- [設問]
カーペットタイル洗浄についての文書抜粋をもとに、次の問いに答えよ。
(a) 洗浄作業の作業効率が悪い原因として、何が挙げられているか。
(b) 洗浄品質にバラツキが出る原因として、何が挙げられているか。
(c) 本発明が提供するものとして、何が挙げられているか。

─── 文書抜粋

以下、同様の作業を洗浄対象になっている複数枚のカーペットタイルに施す。
【先行技術文献】
【特許文献】
【0004】
【発明の概要】
【発明が解決しようとする課題】
【0005】
上記従来の構成によると次のような問題があった。
まず、洗浄作業の作業効率が悪いという問題があった。これはカーペットタイルの洗浄作業が全て作業員の手作業に委ねられていることに起因する。
又、洗浄品質にバラツキがあるという問題があった。これも作業員が手作業でカーペットタイルにジェット水を吹き付けているためであり、カーペットタイルの全ての面にジェット水を均一に吹き付けることができないことに起因する。
【0006】
本発明はこのような点に基づいてなされたものでその目的とするところは、洗浄作業の作業効率を向上させるとともに、洗浄品質のバラツキをなくして洗浄品質の向上を図ることができるカーペットタイル洗浄装置とカーペットタイル洗浄設備を提供することにある。

──────
─── 記録情報

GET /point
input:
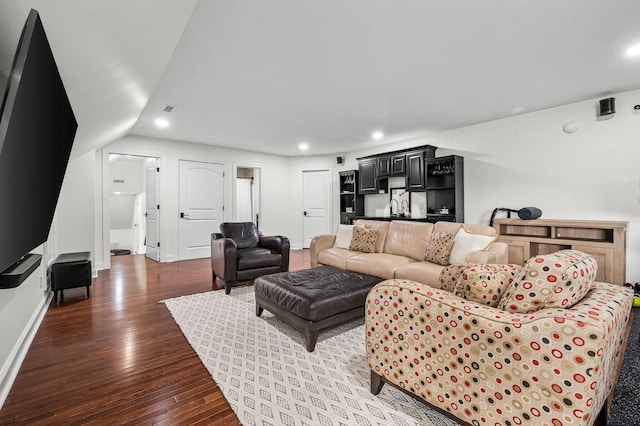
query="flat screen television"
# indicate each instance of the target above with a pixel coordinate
(37, 129)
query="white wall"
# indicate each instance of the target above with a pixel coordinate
(276, 216)
(527, 160)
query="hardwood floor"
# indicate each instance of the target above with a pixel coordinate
(119, 357)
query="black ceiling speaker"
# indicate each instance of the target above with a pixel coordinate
(608, 106)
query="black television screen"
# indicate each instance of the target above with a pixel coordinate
(37, 129)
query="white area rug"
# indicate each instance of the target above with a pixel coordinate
(269, 378)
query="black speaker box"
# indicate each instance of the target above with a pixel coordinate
(608, 106)
(529, 213)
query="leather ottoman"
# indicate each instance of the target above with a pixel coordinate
(314, 300)
(70, 270)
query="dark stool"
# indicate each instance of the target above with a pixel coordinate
(70, 270)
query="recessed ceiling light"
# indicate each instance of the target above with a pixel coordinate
(634, 50)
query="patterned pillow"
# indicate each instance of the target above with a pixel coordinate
(439, 248)
(364, 239)
(556, 280)
(485, 283)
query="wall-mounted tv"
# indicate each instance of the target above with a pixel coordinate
(37, 129)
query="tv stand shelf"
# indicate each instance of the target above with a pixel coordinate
(604, 240)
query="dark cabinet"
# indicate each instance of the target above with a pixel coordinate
(368, 171)
(445, 188)
(397, 164)
(384, 165)
(351, 202)
(414, 170)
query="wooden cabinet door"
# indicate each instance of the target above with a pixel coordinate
(415, 170)
(518, 251)
(604, 258)
(368, 183)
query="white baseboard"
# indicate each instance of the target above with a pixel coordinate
(12, 365)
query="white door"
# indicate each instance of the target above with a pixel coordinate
(152, 222)
(316, 204)
(200, 196)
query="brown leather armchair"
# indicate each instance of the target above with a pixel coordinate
(239, 253)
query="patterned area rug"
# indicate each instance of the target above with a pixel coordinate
(269, 378)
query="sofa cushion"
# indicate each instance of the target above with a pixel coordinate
(556, 280)
(485, 284)
(381, 226)
(449, 276)
(439, 248)
(336, 257)
(381, 265)
(363, 239)
(408, 238)
(343, 236)
(465, 243)
(422, 272)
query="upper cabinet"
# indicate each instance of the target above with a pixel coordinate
(445, 188)
(368, 171)
(415, 170)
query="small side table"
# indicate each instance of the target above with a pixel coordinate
(70, 270)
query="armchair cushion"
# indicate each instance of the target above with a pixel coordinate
(245, 234)
(485, 284)
(557, 280)
(257, 257)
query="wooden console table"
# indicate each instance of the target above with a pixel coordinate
(604, 240)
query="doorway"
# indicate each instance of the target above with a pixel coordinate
(316, 204)
(246, 195)
(201, 205)
(128, 191)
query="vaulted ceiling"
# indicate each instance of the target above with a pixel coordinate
(267, 76)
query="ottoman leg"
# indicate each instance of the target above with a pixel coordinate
(311, 338)
(376, 383)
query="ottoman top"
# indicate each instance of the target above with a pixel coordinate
(316, 293)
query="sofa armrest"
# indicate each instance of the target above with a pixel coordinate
(319, 243)
(497, 252)
(458, 355)
(224, 257)
(279, 244)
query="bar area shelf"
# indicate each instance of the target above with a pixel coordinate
(604, 240)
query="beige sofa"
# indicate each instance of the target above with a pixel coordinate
(400, 250)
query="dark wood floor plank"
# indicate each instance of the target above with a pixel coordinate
(119, 357)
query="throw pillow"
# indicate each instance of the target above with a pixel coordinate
(439, 248)
(343, 236)
(485, 284)
(556, 280)
(465, 243)
(364, 239)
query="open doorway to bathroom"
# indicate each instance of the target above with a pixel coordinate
(246, 195)
(132, 192)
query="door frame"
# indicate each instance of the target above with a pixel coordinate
(234, 177)
(225, 212)
(330, 202)
(106, 205)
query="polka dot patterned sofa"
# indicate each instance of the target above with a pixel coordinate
(502, 344)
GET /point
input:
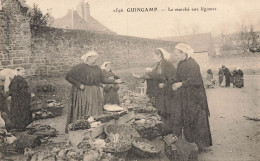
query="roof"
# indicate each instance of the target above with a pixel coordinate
(199, 42)
(79, 23)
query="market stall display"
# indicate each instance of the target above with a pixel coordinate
(145, 148)
(147, 125)
(179, 149)
(47, 110)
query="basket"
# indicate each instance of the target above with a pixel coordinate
(121, 153)
(147, 153)
(123, 129)
(56, 111)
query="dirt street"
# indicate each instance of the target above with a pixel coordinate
(234, 137)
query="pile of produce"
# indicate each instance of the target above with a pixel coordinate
(142, 104)
(145, 148)
(81, 124)
(52, 109)
(88, 150)
(147, 125)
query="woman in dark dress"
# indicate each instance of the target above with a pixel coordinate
(193, 99)
(163, 76)
(110, 90)
(221, 75)
(227, 74)
(86, 96)
(238, 78)
(20, 114)
(3, 96)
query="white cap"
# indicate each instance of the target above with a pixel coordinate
(103, 66)
(88, 54)
(185, 48)
(165, 54)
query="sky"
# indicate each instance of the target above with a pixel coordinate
(227, 18)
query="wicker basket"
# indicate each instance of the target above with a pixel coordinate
(56, 111)
(145, 152)
(123, 129)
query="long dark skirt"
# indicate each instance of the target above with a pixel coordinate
(20, 114)
(85, 102)
(228, 81)
(220, 79)
(3, 104)
(238, 81)
(172, 119)
(198, 130)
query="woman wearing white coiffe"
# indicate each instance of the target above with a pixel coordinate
(110, 91)
(86, 79)
(193, 100)
(6, 76)
(159, 81)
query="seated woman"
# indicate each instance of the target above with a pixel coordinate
(209, 79)
(110, 90)
(238, 78)
(20, 114)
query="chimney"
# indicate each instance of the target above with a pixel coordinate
(87, 13)
(1, 5)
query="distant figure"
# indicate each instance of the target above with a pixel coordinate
(193, 99)
(110, 90)
(221, 74)
(238, 78)
(20, 114)
(209, 79)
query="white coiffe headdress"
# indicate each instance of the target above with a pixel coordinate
(88, 54)
(185, 48)
(103, 66)
(166, 54)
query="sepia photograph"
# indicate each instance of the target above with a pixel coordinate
(129, 80)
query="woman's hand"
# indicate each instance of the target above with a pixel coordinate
(161, 85)
(82, 87)
(135, 75)
(176, 86)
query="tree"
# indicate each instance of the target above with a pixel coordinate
(37, 18)
(247, 39)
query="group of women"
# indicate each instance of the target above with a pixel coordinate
(87, 79)
(178, 92)
(226, 77)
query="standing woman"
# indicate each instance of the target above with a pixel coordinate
(86, 96)
(193, 99)
(110, 90)
(163, 75)
(221, 75)
(20, 114)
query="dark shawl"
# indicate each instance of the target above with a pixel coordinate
(20, 114)
(194, 103)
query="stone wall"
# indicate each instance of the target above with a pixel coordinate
(15, 36)
(54, 51)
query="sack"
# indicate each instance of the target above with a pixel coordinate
(42, 130)
(2, 122)
(27, 141)
(178, 149)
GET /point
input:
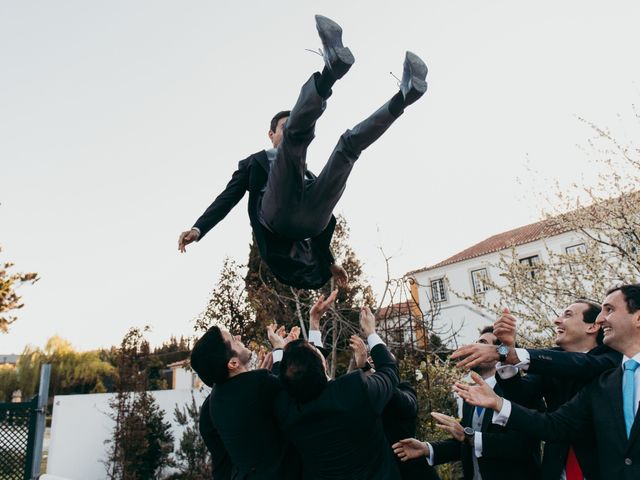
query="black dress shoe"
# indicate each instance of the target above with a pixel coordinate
(337, 58)
(413, 84)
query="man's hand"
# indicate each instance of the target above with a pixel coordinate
(475, 354)
(410, 448)
(359, 351)
(505, 328)
(449, 424)
(319, 309)
(293, 334)
(266, 362)
(339, 275)
(186, 238)
(367, 321)
(480, 394)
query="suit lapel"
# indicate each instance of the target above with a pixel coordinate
(467, 414)
(615, 387)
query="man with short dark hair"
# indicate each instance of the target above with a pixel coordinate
(607, 406)
(335, 424)
(241, 428)
(290, 208)
(555, 375)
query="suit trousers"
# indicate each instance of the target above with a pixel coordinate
(297, 207)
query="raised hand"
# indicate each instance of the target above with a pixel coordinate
(474, 354)
(410, 448)
(450, 424)
(367, 321)
(505, 328)
(480, 394)
(276, 335)
(186, 238)
(359, 351)
(319, 309)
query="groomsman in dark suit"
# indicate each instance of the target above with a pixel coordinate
(487, 451)
(399, 416)
(555, 375)
(607, 406)
(335, 424)
(290, 209)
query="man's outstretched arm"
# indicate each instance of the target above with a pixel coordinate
(221, 206)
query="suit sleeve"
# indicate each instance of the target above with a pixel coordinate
(526, 390)
(507, 444)
(381, 385)
(574, 365)
(224, 202)
(570, 421)
(446, 451)
(220, 460)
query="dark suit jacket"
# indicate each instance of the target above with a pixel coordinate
(557, 376)
(339, 434)
(399, 421)
(241, 413)
(299, 263)
(597, 408)
(506, 454)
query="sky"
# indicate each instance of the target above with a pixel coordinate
(121, 121)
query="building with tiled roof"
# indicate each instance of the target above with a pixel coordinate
(443, 285)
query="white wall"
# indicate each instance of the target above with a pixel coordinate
(463, 315)
(81, 424)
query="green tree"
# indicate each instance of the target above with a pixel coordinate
(192, 457)
(141, 442)
(10, 301)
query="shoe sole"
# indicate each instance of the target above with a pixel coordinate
(337, 57)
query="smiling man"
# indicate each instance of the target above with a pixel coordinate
(607, 406)
(555, 375)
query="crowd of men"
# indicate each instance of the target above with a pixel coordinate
(287, 419)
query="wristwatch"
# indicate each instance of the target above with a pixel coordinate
(503, 351)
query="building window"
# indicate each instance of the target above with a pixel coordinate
(438, 293)
(575, 249)
(530, 264)
(479, 279)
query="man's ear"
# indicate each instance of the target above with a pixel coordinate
(593, 327)
(233, 364)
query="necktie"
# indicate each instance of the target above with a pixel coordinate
(572, 468)
(628, 393)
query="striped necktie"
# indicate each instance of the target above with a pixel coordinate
(628, 393)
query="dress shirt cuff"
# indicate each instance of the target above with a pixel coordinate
(477, 444)
(430, 456)
(277, 355)
(373, 340)
(315, 337)
(502, 417)
(506, 372)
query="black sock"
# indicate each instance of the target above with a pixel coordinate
(396, 105)
(324, 83)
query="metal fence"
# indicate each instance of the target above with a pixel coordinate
(21, 433)
(17, 434)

──────

- [解答]
(a) カーペットタイルの洗浄作業が全て作業員の手作業に委ねられていること。
(b) 作業員が手作業でカーペットタイルにジェット水を吹き付けているため、全ての面に均一に吹き付けることができないこと。
(c) カーペットタイル洗浄装置とカーペットタイル洗浄設備。